» Fragmento del texto
○ ○ ○ ○
Desde la alcazaba, subimos por las empinadas calles de la ciudad hacia el manantial del que se abastece el pueblo. El agua que brota de la entraña del monte, según nos cuenta Hamdani, es fresca y pura y puede beberse sin miedo. Según él, sólo en ciudades con manantial puede beberse el agua:

Xauen, Fez, Marrakech. En las ciudades costeras no debe beberse nunca: ni en Casablanca, ni en Essauira, ni en Agadir. Rabat es una excepción. Le escuchamos atentamente, aunque suponemos que el consejo es sólo válido para el estómago marroquí. En la medina de Fez mi propia familia marroquí me ha desaconsejado beber el agua corriente. Mis dos primas estuvieron al borde de la tumba por beber de una fuente de la que los niños fasíes bebían con toda la soltura del mundo.

Ascendemos por las calles de Xauen, entre las casas entreabiertas y las tiendas de los viejos artesanos que cuelgan los cueros y los bronces junto al umbral. Nos cruzamos con chavales vivarachos, ancianos absortos, perros indolentes. Todas las casas lucen un blanco impecable, sobre el que se dibujan los postigos y puertas de un celeste vivo. Es una extraña cosa pisar el suelo encalado e impoluto. Nos cuenta Hamdani que una vez salió de Xauen de madrugada y vio a las brigadas de mujeres que limpian la ciudad, tan meticulosamente como se limpian pocas otras en Marruecos. Hamdani afea a los de Xauen que dejen hacer esa pesada tarea a las mujeres. Para Hamdani, marrakchí y meridional, los de Xauen son tan "montañeses" o rifeños como los de Alhucemas, y les reprocha que sean tan vagos y hagan trabajar a las mujeres, algo que según él no consentiría nunca un marroquí del llano o del sur.
○ ○ ○ ○
» Listado de entradas

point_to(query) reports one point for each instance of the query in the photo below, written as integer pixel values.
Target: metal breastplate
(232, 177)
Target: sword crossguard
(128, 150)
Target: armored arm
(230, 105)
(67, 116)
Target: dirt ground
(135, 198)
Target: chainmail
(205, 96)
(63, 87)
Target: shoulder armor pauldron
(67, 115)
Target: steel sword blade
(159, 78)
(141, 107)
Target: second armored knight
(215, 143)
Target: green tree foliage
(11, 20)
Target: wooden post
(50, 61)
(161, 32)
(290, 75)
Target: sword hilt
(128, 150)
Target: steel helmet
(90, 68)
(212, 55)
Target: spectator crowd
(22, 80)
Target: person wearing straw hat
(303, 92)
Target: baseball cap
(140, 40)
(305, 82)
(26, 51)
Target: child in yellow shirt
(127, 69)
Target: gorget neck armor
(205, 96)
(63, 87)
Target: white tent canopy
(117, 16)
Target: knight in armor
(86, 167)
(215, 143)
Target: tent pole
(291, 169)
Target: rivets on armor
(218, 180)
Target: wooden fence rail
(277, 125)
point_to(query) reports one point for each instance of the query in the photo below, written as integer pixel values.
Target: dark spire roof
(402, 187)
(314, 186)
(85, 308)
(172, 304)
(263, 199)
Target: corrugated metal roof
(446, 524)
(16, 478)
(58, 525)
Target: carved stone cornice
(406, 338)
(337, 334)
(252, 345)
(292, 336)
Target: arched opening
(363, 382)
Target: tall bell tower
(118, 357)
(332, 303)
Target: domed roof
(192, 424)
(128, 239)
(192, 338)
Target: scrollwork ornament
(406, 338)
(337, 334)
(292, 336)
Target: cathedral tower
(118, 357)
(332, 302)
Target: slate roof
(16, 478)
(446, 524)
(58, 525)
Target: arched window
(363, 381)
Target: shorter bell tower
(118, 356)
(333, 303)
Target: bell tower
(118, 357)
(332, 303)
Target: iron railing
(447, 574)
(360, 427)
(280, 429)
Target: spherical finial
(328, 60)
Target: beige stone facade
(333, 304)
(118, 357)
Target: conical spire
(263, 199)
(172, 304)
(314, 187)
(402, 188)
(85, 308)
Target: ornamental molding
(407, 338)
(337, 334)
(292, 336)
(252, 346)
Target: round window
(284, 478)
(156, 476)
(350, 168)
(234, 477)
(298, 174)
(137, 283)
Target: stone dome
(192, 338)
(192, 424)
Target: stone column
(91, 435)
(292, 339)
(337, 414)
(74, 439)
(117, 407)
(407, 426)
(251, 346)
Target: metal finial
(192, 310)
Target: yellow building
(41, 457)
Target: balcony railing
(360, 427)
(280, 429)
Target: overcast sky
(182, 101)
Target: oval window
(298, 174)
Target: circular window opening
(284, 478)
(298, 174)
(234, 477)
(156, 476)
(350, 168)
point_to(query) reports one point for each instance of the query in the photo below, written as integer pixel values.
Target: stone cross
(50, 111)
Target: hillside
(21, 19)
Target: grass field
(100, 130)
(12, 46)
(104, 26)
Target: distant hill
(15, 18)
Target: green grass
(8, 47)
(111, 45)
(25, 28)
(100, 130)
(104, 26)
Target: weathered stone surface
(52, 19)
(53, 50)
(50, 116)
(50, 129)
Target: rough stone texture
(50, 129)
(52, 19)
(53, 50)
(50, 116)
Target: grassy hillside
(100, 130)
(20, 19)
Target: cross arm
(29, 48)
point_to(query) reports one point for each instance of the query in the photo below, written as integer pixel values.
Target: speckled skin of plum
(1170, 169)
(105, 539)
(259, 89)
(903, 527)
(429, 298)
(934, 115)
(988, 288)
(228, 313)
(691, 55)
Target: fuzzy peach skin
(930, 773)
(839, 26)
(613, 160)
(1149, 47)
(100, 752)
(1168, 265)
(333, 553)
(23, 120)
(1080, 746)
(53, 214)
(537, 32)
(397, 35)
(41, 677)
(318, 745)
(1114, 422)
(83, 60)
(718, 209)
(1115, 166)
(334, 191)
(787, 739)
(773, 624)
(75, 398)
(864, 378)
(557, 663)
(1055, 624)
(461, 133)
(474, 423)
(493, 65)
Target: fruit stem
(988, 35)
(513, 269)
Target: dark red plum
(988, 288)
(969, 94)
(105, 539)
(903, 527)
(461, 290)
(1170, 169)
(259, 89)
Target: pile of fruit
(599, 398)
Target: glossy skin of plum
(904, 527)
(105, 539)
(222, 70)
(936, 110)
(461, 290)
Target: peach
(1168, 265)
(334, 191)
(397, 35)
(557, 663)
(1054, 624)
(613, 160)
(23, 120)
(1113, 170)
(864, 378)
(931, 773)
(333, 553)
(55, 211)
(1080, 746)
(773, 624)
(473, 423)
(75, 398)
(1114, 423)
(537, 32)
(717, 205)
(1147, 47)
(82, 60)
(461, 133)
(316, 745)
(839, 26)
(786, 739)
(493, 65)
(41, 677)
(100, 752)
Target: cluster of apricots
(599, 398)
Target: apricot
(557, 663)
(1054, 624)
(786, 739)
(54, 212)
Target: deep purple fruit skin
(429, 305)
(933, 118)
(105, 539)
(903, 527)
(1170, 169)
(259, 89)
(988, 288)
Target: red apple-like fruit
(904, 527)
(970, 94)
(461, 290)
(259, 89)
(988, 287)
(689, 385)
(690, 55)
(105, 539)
○ ○ ○ ○
» Consigna del ejercicio
Actualiza el fragmento del texto sobre Xauen que empieza con "Desde la alcazaba, subimos" y sigue hasta "soltura del mundo.", poniendo "venero" donde dice "manantial".

» Resultado
Desde la alcazaba, subimos por las empinadas calles de la ciudad hacia el venero del que se abastece el pueblo. El agua que brota de la entraña del monte, según nos cuenta Hamdani, es fresca y pura y puede beberse sin miedo. Según él, sólo en ciudades con venero puede beberse el agua:

Xauen, Fez, Marrakech. En las ciudades costeras no debe beberse nunca: ni en Casablanca, ni en Essauira, ni en Agadir. Rabat es una excepción. Le escuchamos atentamente, aunque suponemos que el consejo es sólo válido para el estómago marroquí. En la medina de Fez mi propia familia marroquí me ha desaconsejado beber el agua corriente. Mis dos primas estuvieron al borde de la tumba por beber de una fuente de la que los niños fasíes bebían con toda la soltura del mundo.